### WORK TASK
Search the data for the word "perform". Reproduce every line where it is found.

[Spatial localization data]
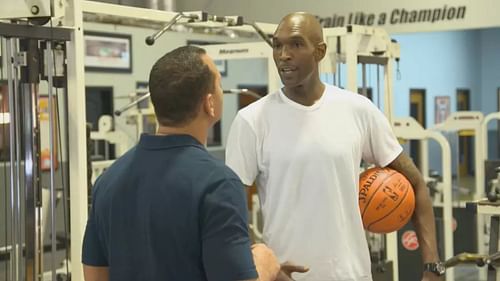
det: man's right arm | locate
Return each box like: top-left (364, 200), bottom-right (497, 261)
top-left (249, 244), bottom-right (280, 281)
top-left (201, 179), bottom-right (279, 281)
top-left (236, 244), bottom-right (281, 281)
top-left (82, 183), bottom-right (110, 281)
top-left (83, 265), bottom-right (109, 281)
top-left (238, 244), bottom-right (309, 281)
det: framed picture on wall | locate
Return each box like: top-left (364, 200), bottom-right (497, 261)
top-left (434, 96), bottom-right (450, 124)
top-left (84, 32), bottom-right (132, 73)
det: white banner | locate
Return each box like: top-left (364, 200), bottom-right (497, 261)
top-left (179, 0), bottom-right (499, 33)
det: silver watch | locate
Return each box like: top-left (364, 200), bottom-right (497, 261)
top-left (423, 261), bottom-right (446, 276)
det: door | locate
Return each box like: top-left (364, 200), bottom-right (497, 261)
top-left (457, 89), bottom-right (472, 176)
top-left (85, 86), bottom-right (115, 160)
top-left (358, 87), bottom-right (373, 102)
top-left (409, 89), bottom-right (426, 170)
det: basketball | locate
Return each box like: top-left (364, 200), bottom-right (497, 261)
top-left (358, 167), bottom-right (415, 233)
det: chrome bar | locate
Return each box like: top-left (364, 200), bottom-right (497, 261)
top-left (20, 38), bottom-right (41, 281)
top-left (13, 38), bottom-right (24, 281)
top-left (21, 82), bottom-right (41, 281)
top-left (114, 93), bottom-right (150, 116)
top-left (114, 88), bottom-right (263, 117)
top-left (145, 13), bottom-right (183, 45)
top-left (6, 36), bottom-right (19, 281)
top-left (223, 89), bottom-right (262, 100)
top-left (47, 40), bottom-right (57, 281)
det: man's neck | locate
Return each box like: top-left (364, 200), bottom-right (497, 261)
top-left (156, 121), bottom-right (208, 146)
top-left (283, 78), bottom-right (325, 106)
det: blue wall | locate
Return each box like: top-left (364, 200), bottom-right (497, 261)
top-left (392, 28), bottom-right (500, 164)
top-left (480, 28), bottom-right (500, 116)
top-left (480, 28), bottom-right (500, 159)
top-left (322, 28), bottom-right (500, 173)
top-left (392, 30), bottom-right (482, 124)
top-left (392, 30), bottom-right (482, 174)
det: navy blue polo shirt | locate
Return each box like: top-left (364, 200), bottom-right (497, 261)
top-left (82, 134), bottom-right (257, 281)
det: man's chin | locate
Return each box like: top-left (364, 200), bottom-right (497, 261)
top-left (280, 78), bottom-right (297, 86)
top-left (281, 81), bottom-right (303, 89)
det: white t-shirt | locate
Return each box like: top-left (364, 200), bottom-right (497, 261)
top-left (226, 84), bottom-right (403, 281)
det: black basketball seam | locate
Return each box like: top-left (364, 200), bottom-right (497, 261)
top-left (367, 182), bottom-right (412, 232)
top-left (361, 170), bottom-right (397, 219)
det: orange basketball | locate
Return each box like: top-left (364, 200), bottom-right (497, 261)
top-left (358, 167), bottom-right (415, 233)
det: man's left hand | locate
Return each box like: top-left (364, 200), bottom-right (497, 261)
top-left (422, 271), bottom-right (444, 281)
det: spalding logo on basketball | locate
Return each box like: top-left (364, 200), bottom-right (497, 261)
top-left (401, 230), bottom-right (419, 251)
top-left (358, 167), bottom-right (415, 233)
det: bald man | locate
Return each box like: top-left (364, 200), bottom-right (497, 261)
top-left (226, 12), bottom-right (443, 281)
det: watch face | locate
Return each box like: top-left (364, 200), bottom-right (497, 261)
top-left (436, 263), bottom-right (446, 275)
top-left (425, 262), bottom-right (446, 276)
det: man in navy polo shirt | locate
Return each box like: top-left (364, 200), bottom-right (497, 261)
top-left (82, 46), bottom-right (280, 281)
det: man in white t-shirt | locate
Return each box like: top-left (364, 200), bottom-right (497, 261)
top-left (226, 12), bottom-right (444, 281)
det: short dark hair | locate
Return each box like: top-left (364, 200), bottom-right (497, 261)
top-left (148, 45), bottom-right (214, 126)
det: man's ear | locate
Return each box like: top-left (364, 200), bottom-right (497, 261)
top-left (314, 42), bottom-right (327, 61)
top-left (203, 93), bottom-right (216, 117)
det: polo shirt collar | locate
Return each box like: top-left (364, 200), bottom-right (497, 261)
top-left (138, 134), bottom-right (205, 150)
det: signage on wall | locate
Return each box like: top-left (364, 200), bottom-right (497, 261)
top-left (219, 48), bottom-right (249, 55)
top-left (317, 5), bottom-right (466, 28)
top-left (180, 0), bottom-right (500, 33)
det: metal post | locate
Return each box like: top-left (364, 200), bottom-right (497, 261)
top-left (47, 40), bottom-right (57, 281)
top-left (13, 38), bottom-right (24, 281)
top-left (19, 38), bottom-right (42, 281)
top-left (487, 216), bottom-right (499, 281)
top-left (21, 82), bottom-right (42, 281)
top-left (475, 121), bottom-right (487, 281)
top-left (384, 52), bottom-right (397, 281)
top-left (6, 36), bottom-right (19, 281)
top-left (66, 1), bottom-right (90, 279)
top-left (384, 58), bottom-right (394, 123)
top-left (345, 32), bottom-right (357, 92)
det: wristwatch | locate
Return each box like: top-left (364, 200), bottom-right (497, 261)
top-left (423, 261), bottom-right (446, 276)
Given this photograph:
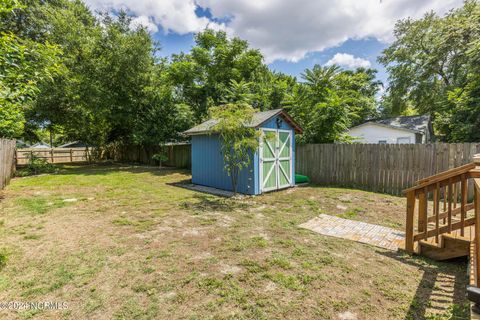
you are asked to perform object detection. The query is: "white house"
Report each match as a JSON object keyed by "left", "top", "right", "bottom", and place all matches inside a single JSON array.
[{"left": 347, "top": 115, "right": 433, "bottom": 144}]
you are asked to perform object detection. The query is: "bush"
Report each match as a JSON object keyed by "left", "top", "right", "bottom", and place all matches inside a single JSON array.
[
  {"left": 16, "top": 153, "right": 56, "bottom": 177},
  {"left": 152, "top": 151, "right": 168, "bottom": 168}
]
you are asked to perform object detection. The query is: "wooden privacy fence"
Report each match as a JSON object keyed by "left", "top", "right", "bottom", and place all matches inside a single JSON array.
[
  {"left": 105, "top": 143, "right": 191, "bottom": 169},
  {"left": 0, "top": 139, "right": 16, "bottom": 190},
  {"left": 16, "top": 148, "right": 92, "bottom": 166},
  {"left": 296, "top": 143, "right": 480, "bottom": 196}
]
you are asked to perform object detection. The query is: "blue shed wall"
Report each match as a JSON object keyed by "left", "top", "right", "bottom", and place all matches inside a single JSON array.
[{"left": 191, "top": 134, "right": 256, "bottom": 195}]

### FINAL ANSWER
you are asked to perform object detection. The query is: "white house"
you are asked to perform object detection. The query is: "bush"
you are asked to perform object detection. The query is: "wooden privacy fence"
you are asked to perform object detection. The query is: "blue shed wall"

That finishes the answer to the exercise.